- Opening Delimiter -

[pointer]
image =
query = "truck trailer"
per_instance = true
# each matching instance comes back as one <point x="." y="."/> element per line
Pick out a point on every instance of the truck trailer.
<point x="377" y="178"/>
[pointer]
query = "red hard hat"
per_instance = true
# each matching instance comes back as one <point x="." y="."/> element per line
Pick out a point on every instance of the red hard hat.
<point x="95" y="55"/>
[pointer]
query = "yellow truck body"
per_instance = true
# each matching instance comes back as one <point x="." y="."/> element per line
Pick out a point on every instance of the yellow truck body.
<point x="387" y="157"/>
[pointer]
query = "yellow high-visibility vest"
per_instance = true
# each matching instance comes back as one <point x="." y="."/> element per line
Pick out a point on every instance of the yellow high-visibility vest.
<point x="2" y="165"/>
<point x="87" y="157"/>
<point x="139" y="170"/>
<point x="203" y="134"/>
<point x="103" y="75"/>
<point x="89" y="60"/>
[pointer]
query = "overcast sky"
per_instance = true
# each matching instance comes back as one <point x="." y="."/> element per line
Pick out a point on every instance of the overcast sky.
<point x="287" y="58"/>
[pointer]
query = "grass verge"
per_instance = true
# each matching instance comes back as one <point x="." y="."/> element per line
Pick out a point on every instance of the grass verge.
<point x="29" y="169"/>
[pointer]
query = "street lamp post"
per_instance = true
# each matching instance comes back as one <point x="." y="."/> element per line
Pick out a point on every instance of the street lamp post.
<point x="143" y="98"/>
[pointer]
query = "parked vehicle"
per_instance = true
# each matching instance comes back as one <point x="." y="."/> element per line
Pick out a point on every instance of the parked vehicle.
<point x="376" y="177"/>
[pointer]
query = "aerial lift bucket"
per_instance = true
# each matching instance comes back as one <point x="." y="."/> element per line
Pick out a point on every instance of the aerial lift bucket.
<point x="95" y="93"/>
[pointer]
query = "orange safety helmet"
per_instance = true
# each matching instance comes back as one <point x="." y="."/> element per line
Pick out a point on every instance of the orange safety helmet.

- Closing Delimiter -

Give the data again, exactly as it stands.

**Exercise answer:**
[pointer]
image =
query = "truck trailer"
per_instance = true
# each matching instance comes back as one <point x="." y="."/> element per line
Pick out a point on every instance of the truck trailer.
<point x="377" y="178"/>
[pointer]
query = "red hard hat"
per_instance = true
# each matching instance comes back as one <point x="." y="."/> element per line
Pick out a point on every instance of the red hard hat.
<point x="95" y="55"/>
[pointer]
query = "yellow truck body"
per_instance = true
# each matching instance comes back as one <point x="." y="."/> element per line
Pick out a point on every instance of the yellow truck body.
<point x="387" y="157"/>
[pointer]
query = "yellow high-visibility vest"
per_instance = true
# each matching instance comes back as one <point x="." y="."/> element per line
Pick out a point on every instance of the yellow high-visibility vest.
<point x="2" y="165"/>
<point x="87" y="157"/>
<point x="139" y="170"/>
<point x="203" y="134"/>
<point x="103" y="75"/>
<point x="89" y="60"/>
[pointer]
query = "overcast sky"
per_instance = true
# each matching instance comes back as one <point x="." y="."/> element per line
Pick out a point on every instance of the overcast sky.
<point x="287" y="58"/>
[pointer]
query = "grass verge"
per_instance = true
# each matching instance comes back as one <point x="." y="."/> element per line
Pick out a point on every instance of the grass verge.
<point x="29" y="169"/>
[pointer]
query = "street lamp post"
per_instance = true
# each matching instance comes back as one <point x="." y="."/> element per line
Pick out a point on every instance of the street lamp post.
<point x="143" y="98"/>
[pointer]
query = "parked vehicle"
per_instance = true
# each matching instance comes back as one <point x="." y="."/> element per line
Pick out a point on every instance of the parked vehicle.
<point x="376" y="177"/>
[pointer]
query = "aerial lift bucket"
per_instance = true
# each matching instance comes back as one <point x="." y="."/> element per line
Pick out a point on every instance of the aerial lift bucket.
<point x="95" y="93"/>
[pointer]
query = "orange safety helmet"
per_instance = true
# each matching instance comes back as one <point x="." y="."/> element per line
Pick out a point on every instance of the orange safety helmet.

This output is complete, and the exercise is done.